### RECORD EXCERPTS ###
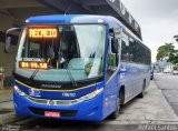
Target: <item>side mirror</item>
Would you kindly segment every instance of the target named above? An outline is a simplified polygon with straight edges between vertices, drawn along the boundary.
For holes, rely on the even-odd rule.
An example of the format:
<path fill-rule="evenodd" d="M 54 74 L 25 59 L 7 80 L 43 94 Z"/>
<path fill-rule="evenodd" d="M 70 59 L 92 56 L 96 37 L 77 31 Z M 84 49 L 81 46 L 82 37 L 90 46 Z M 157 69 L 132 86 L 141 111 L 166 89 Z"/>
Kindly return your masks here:
<path fill-rule="evenodd" d="M 4 52 L 8 53 L 9 50 L 10 50 L 10 44 L 11 44 L 11 41 L 12 41 L 12 36 L 10 36 L 12 32 L 20 32 L 21 31 L 21 28 L 10 28 L 7 30 L 7 33 L 6 33 L 6 42 L 4 42 Z"/>
<path fill-rule="evenodd" d="M 118 53 L 119 51 L 118 39 L 115 39 L 115 38 L 111 39 L 111 51 L 112 53 Z"/>
<path fill-rule="evenodd" d="M 6 42 L 4 42 L 4 52 L 6 52 L 6 53 L 9 53 L 10 43 L 11 43 L 11 37 L 7 37 L 7 38 L 6 38 Z"/>

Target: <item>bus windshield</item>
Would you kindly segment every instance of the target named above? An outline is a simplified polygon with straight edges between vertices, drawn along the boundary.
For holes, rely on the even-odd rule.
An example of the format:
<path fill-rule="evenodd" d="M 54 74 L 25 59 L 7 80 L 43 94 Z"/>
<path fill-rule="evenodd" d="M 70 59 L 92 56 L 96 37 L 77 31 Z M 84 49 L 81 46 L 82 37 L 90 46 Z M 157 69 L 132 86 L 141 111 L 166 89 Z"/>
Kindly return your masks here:
<path fill-rule="evenodd" d="M 17 74 L 40 81 L 103 75 L 106 26 L 28 26 L 17 54 Z M 38 72 L 37 72 L 38 70 Z"/>

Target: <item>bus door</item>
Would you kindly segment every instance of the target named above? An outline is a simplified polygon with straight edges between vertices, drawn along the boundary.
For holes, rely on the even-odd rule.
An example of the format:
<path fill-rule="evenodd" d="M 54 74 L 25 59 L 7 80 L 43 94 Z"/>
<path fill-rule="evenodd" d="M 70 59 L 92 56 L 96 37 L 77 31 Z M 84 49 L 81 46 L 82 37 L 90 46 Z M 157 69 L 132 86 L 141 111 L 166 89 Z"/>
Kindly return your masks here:
<path fill-rule="evenodd" d="M 130 64 L 130 47 L 129 37 L 125 32 L 121 36 L 121 64 L 120 64 L 120 80 L 125 84 L 125 100 L 127 101 L 132 95 L 134 74 Z"/>

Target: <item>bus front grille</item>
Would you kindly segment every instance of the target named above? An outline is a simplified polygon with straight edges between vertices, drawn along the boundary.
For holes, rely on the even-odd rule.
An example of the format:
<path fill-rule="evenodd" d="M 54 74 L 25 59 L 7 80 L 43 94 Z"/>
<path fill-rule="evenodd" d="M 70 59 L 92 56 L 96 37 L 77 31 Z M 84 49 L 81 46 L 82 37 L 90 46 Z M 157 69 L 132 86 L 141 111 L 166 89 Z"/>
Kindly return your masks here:
<path fill-rule="evenodd" d="M 39 108 L 29 108 L 33 114 L 44 115 L 44 111 L 57 111 L 60 112 L 60 117 L 76 117 L 77 110 L 51 110 L 51 109 L 39 109 Z"/>

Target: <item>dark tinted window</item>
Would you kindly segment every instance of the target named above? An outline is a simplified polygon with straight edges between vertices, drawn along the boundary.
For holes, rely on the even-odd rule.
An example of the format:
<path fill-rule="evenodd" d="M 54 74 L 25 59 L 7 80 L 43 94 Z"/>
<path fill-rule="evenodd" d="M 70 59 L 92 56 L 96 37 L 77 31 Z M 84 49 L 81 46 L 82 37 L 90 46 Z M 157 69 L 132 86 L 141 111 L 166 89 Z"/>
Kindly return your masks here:
<path fill-rule="evenodd" d="M 127 43 L 128 42 L 128 43 Z M 150 64 L 150 50 L 141 42 L 123 33 L 121 43 L 121 60 Z"/>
###
▸ SET EXERCISE: Shift every coordinate in the answers up by 35 and write the lines out again with the requests included, starting with the line containing "Target: <item>dark tinted window</item>" and going on through the end of the entries. Leave the numbers in the requests and their format samples unchanged.

▸ REPLY:
Target: <item>dark tinted window</item>
Would you kindly segment every instance of the target named above? An outline is a simplified polygon with straight edges between vertices, drawn along the boundary.
For holes, rely on the even-odd rule.
An example of the format:
<path fill-rule="evenodd" d="M 54 74 L 25 59 L 7 80 L 43 94 Z"/>
<path fill-rule="evenodd" d="M 70 59 L 92 56 L 96 37 L 77 31 Z M 84 49 L 81 46 L 82 37 L 90 46 Z M 157 69 L 132 86 L 141 111 L 166 89 Z"/>
Kindly return your masks here:
<path fill-rule="evenodd" d="M 162 78 L 163 77 L 163 78 Z M 185 99 L 185 85 L 176 77 L 158 68 L 156 78 L 156 95 Z"/>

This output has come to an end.